▸ Text provided:
********

Yevgeny Kafelnikov is no longer just a can't-miss prospect with a catchy nickname. He's a Grand Slam champion.
Fulfilling the great expectations that have burdened him for two years, Kafelnikov made his breakthrough Sunday by beating Michael Stich in straight sets to win the French Open and become the first Russian to capture a Grand Slam singles title.He came from behind in the last two sets to win 7-6 (7-4), 7-5, 7-6 (7-4) in 21/2 hours, ending the match with a blistering forehand passing shot that handcuffed the 15th-seeded German at the net.
"It is just a dream," the sixth-seeded Kafelnikov said. "I never felt I could do it, winning a Grand Slam at age 22 ... I never felt I could make it."
"The first Grand Slam title really means everything," he said. "For Russia, it means very much. I know I have many supporters in Russia. I'm going to bring that wonderful trophy back to my country."
Kafelnikov became the first man to win the singles and doubles titles at the French Open since Ken Rosewall in 1968. Kafelnikov teamed with Daniel Vacek to win the doubles final on Saturday.
"The doubles yesterday really helped me," he said. "I got used to playing a Grand Slam final on center court."

********

▸ What you are asked to do:
Copy the part of the article about Kafelnikov's French Open win that begins at the words "Yevgeny Kafelnikov is" and stops after the words "at the net.". The items after this point have nothing to do with the article.

********

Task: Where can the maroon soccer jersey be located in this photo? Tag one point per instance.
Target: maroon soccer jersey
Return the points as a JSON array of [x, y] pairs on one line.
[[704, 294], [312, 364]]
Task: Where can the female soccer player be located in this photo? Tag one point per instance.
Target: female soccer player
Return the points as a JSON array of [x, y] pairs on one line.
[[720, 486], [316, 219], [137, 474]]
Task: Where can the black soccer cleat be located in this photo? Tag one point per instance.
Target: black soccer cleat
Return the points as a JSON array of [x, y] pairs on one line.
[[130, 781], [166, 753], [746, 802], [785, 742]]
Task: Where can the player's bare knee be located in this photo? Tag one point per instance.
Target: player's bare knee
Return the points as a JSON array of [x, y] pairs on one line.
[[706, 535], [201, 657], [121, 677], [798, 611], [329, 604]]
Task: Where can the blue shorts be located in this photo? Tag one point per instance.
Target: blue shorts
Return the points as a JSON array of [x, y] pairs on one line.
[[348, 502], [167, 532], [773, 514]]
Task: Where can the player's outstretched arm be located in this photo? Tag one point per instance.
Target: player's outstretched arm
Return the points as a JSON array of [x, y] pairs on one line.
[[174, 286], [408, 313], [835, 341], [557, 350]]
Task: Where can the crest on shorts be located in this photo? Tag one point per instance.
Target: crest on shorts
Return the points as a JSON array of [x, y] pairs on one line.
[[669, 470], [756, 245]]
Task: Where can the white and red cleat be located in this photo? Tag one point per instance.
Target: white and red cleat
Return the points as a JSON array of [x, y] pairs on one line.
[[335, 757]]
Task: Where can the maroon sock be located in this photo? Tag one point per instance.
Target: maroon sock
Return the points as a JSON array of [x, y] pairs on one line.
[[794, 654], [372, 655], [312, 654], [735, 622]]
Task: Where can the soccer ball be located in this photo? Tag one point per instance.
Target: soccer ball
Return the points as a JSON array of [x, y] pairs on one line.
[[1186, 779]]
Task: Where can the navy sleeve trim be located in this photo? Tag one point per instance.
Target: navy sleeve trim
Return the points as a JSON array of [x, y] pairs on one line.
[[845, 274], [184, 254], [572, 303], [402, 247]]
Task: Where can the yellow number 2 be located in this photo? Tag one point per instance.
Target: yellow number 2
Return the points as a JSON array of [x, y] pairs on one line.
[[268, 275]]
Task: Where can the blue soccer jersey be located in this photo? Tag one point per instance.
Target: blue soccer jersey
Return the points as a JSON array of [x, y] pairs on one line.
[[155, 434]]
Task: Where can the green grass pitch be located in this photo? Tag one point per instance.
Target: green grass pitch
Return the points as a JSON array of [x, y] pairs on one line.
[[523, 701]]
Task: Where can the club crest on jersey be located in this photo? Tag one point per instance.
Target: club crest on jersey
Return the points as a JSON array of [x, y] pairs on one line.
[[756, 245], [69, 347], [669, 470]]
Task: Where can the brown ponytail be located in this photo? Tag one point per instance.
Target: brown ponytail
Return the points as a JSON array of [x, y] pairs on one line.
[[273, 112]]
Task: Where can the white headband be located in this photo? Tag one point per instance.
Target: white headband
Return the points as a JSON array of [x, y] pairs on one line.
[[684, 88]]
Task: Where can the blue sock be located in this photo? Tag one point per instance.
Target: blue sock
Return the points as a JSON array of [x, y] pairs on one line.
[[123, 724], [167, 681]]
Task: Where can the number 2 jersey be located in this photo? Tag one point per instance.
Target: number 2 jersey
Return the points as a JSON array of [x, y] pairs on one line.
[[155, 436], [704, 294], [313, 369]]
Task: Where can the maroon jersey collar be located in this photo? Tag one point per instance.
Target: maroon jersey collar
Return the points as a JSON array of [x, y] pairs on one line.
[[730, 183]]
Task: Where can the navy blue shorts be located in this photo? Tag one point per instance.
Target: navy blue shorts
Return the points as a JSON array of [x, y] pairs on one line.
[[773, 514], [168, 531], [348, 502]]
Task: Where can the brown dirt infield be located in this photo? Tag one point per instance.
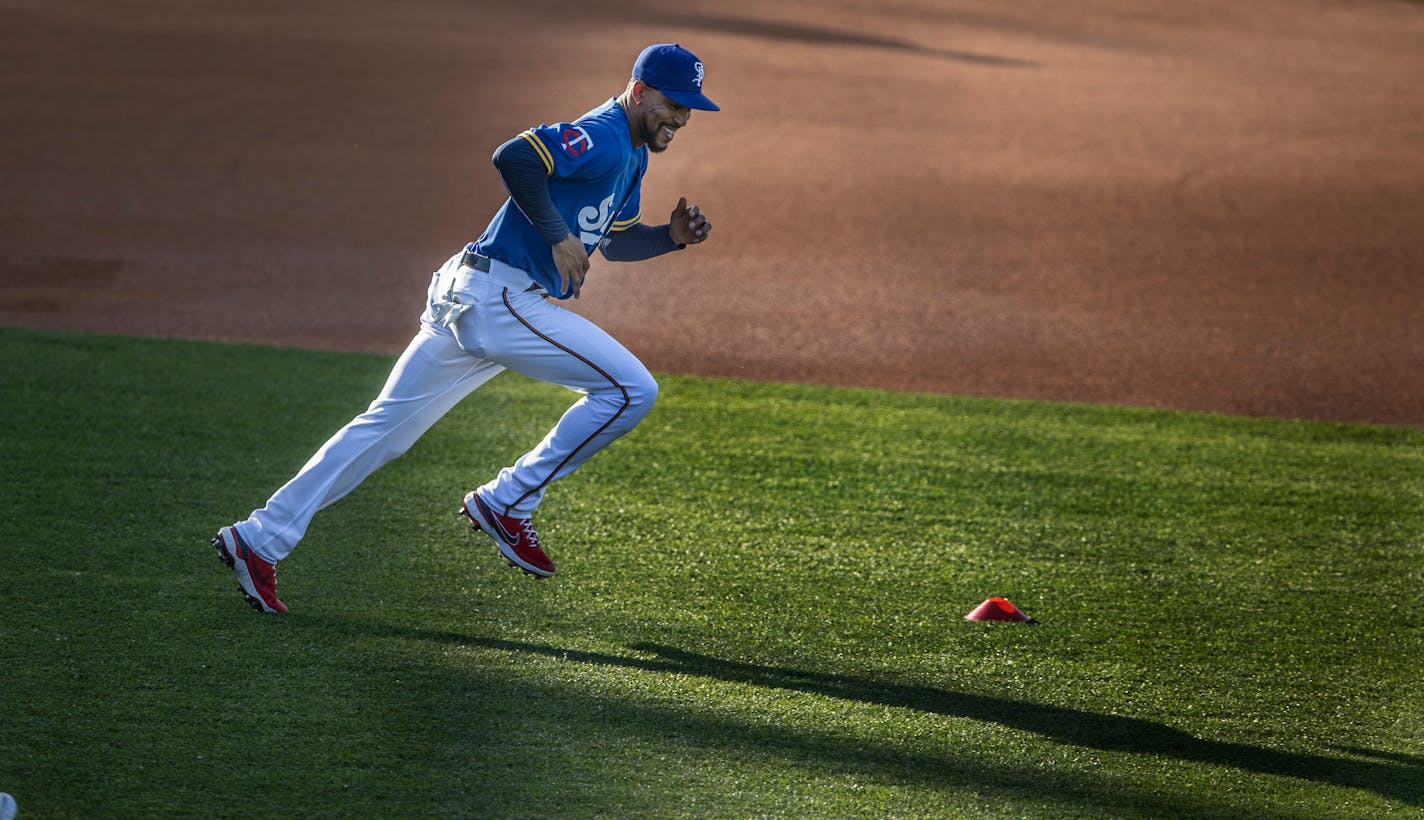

********

▸ Written answer:
Yevgeny Kafelnikov is no longer just a can't-miss prospect with a catchy nickname. He's a Grand Slam champion.
Fulfilling the great expectations that have burdened him for two years, Kafelnikov made his breakthrough Sunday by beating Michael Stich in straight sets to win the French Open and become the first Russian to capture a Grand Slam singles title.He came from behind in the last two sets to win 7-6 (7-4), 7-5, 7-6 (7-4) in 21/2 hours, ending the match with a blistering forehand passing shot that handcuffed the 15th-seeded German at the net.